### Exercise directions
Locate each line in the rows below that contains the word "snow", and copy those lines.

### Given information
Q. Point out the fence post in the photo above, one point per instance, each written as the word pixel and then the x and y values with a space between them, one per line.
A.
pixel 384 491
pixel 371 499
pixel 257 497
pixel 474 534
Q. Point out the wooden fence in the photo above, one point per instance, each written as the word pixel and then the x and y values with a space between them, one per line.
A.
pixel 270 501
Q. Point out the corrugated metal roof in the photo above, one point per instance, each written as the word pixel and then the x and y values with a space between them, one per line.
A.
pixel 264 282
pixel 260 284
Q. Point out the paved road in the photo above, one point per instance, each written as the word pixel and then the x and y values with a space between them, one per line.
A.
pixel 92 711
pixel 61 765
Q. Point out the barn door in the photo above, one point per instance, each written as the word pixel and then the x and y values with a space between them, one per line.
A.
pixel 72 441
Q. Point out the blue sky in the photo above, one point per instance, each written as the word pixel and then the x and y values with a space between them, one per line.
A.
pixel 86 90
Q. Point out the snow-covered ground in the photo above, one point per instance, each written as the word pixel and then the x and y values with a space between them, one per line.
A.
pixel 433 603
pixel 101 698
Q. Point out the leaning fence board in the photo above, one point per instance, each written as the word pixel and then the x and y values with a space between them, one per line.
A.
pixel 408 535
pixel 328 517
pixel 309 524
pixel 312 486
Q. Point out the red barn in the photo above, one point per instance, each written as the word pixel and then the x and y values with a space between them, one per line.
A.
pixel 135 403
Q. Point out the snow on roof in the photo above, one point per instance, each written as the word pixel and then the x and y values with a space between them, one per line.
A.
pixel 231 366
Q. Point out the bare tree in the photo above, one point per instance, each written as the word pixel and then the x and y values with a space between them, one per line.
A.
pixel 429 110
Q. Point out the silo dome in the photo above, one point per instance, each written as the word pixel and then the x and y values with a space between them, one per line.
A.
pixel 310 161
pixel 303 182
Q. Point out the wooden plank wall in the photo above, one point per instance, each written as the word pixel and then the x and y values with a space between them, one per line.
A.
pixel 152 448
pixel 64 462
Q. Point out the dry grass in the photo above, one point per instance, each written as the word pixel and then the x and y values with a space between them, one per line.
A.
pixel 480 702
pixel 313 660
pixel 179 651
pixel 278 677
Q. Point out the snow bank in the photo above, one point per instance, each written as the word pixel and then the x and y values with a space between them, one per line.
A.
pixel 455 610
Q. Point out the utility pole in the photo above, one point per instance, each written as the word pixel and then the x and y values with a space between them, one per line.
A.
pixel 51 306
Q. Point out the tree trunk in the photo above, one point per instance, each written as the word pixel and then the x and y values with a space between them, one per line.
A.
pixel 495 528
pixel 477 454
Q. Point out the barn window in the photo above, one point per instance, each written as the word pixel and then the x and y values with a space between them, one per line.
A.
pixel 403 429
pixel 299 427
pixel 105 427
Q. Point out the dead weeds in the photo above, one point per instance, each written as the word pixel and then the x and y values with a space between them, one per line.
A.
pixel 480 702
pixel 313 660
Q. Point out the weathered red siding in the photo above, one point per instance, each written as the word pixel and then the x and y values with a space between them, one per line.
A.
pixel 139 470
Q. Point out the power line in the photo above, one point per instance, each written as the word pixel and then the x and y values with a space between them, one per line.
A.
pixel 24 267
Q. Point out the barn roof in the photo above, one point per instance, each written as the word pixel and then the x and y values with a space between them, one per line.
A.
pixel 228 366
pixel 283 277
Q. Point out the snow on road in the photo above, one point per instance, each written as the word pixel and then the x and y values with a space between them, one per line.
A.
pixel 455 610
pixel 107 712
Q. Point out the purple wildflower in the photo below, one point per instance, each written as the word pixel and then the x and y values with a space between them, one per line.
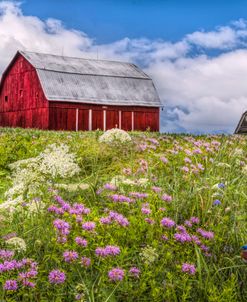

### Written response
Q. Point out the snow-covered ground in the photo above, one point per instance, each written as the word pixel and then the x and y values with a space between them, one per line.
Q. Point out the snow on roof in the photo above, one point per instance, each written as the word pixel and then the x and y values with a space between them, one per line.
Q. Point out the snow bank in the photo above, one point per instance, each written as the word pixel and then the x and y values with a space between them, one per line.
Q. Point out the snow on road in the photo above, one point per instance, each written as the word pixel and then the x and y values with a space between them, one per line.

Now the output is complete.